§ WHAT YOU HAVE TO DO: Can you rewrite the listing below as a Markdown table with the columns "Row" and "Line", one numbered row per line, skipping blank lines and leaving out the pictures?

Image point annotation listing

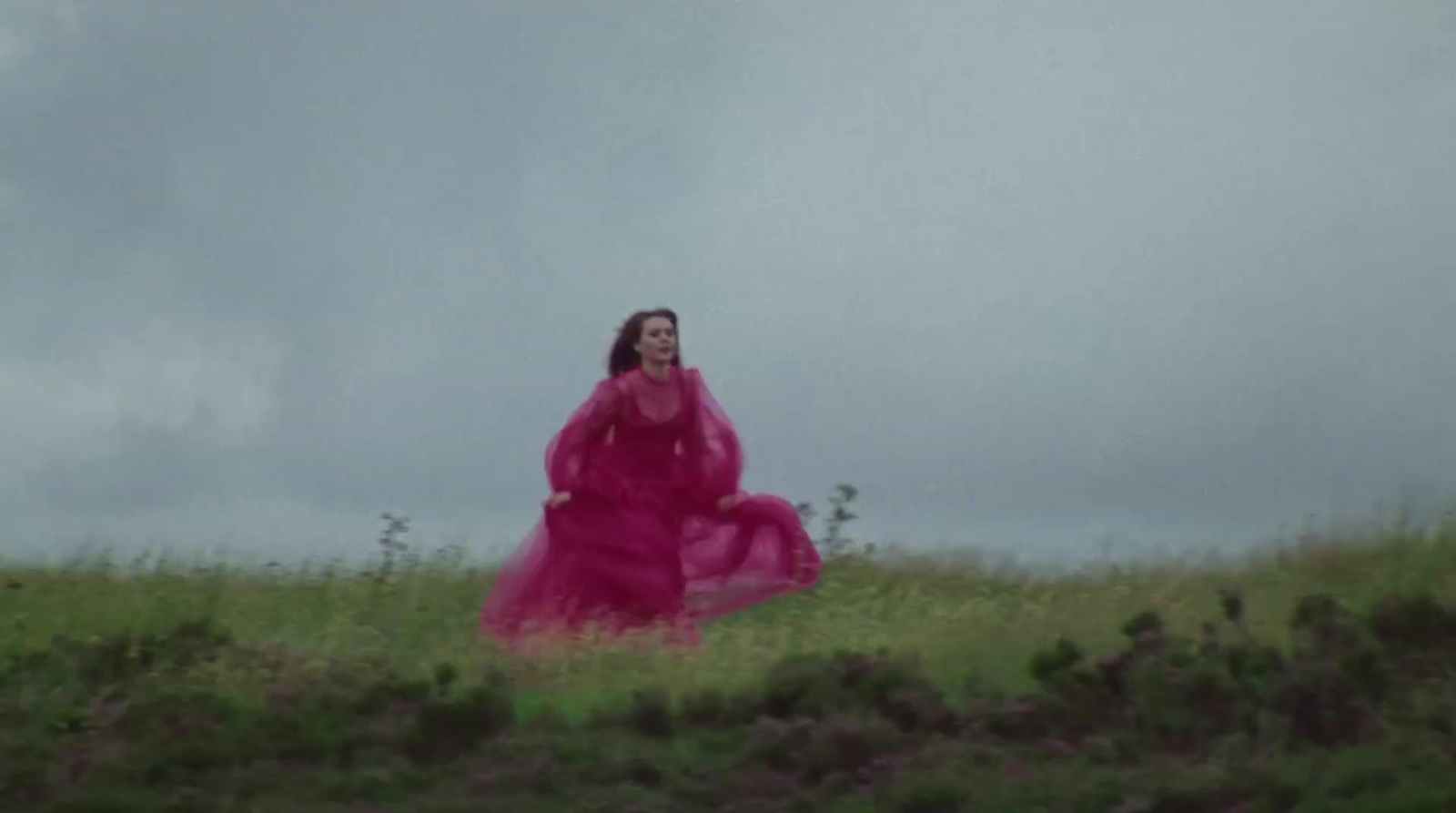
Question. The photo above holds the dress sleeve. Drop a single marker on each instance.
(568, 455)
(713, 455)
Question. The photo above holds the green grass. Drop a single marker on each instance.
(967, 621)
(274, 718)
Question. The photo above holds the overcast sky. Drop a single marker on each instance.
(1028, 274)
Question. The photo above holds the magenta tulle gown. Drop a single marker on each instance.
(642, 544)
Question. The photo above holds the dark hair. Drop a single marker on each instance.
(623, 356)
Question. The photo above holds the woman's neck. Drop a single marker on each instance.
(657, 371)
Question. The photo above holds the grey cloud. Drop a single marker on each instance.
(996, 264)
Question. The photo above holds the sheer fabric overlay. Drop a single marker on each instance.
(642, 544)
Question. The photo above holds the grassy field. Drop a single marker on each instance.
(77, 689)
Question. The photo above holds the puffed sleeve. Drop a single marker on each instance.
(568, 455)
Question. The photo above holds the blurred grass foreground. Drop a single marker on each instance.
(1314, 675)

§ WRITTEN REPLY:
| Row | Line |
|---|---|
| 1 | Question. The photo above holds the dress sleeve. Drop a single marker on each instance. |
| 2 | (568, 455) |
| 3 | (713, 455) |
| 4 | Question. The photo above holds the green grass. Drop a single marker on each instance. |
| 5 | (967, 621) |
| 6 | (274, 718) |
| 7 | Question. The photo above holds the overcast sky. Drop a single marker on each instance. |
| 8 | (1028, 274) |
| 9 | Question. The photo above holds the magenta tulle gown. Drop a single marker on each instance. |
| 10 | (642, 544) |
| 11 | Question. The photo above holds the dark hair. Drop a single marker on each instance. |
| 12 | (623, 356) |
| 13 | Question. The photo above holds the woman's neck. Drop a single marker on each instance. |
| 14 | (657, 371) |
| 15 | Question. The photo above holds the grey cloud. Drop a single marker on each instance. |
| 16 | (996, 264) |
| 17 | Question. The photo above holds the sheer fabric overlay. Drop a single marker on each instance. |
| 18 | (642, 544) |
| 19 | Question. The photo above holds the grassy field. Drop a single marker on each instance. |
| 20 | (77, 689) |
| 21 | Question. The photo above holds the puffed sleeve. Drop a single marker on each instance. |
| 22 | (568, 455) |
| 23 | Question. The photo above holds the blurred grass foreground. Drop a single marker on each instance. |
| 24 | (1314, 675) |